**ОТРЫВОК**
►
Эволюция — это интеллектуальный клей, который соединяет живых китов во всей их кажущейся странности с идущей в глубь веков родословной, которая все еще не полна и до конца не известна. Черепа указывают нам на эти эволюционные подсказки осязаемым и ясным способом, и без этого понимания и миллионов лет, которые привели к изменениям, было бы очень трудно осветить связь между китами и родственными им млекопитающими. В противном случае может сложиться впечатление, что череп кита принадлежит млекопитающему из космоса или, возможно, так выглядят их космические корабли.
Путь ученого, который привел меня к китам, всегда так или иначе был связан с черепами. В колледже я озадаченно разглядывал полусгнившую голову дельфина, когда во время практического занятия на барьерном острове у побережья Джорджии мы нашли присыпанную песком тушу. Гнилостный запах разогнал всю нашу группу, но я держался. Меня привлекло не болезненное любопытство к разложению, нет — я впервые погрузился в мысли о том, как именно кит становится окаменелостью.
◄
**ЗАДАНИЕ**
Скопируйте из отрывка о китах слово в слово всё от «Путь ученого, который» до «кит становится окаменелостью.» включительно. Пользуйтесь только отрывком о китах и ничем больше.

**РАЗДЕЛ ДАННЫХ**
►
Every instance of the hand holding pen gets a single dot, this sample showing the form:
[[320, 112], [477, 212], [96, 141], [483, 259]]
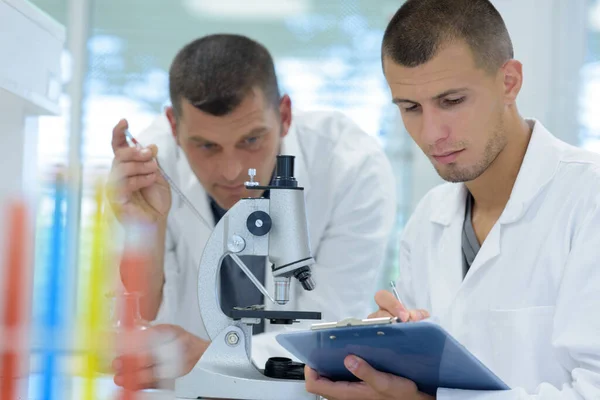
◄
**РЕЗУЛЬТАТ**
Путь ученого, который привел меня к китам, всегда так или иначе был связан с черепами. В колледже я озадаченно разглядывал полусгнившую голову дельфина, когда во время практического занятия на барьерном острове у побережья Джорджии мы нашли присыпанную песком тушу. Гнилостный запах разогнал всю нашу группу, но я держался. Меня привлекло не болезненное любопытство к разложению, нет — я впервые погрузился в мысли о том, как именно кит становится окаменелостью.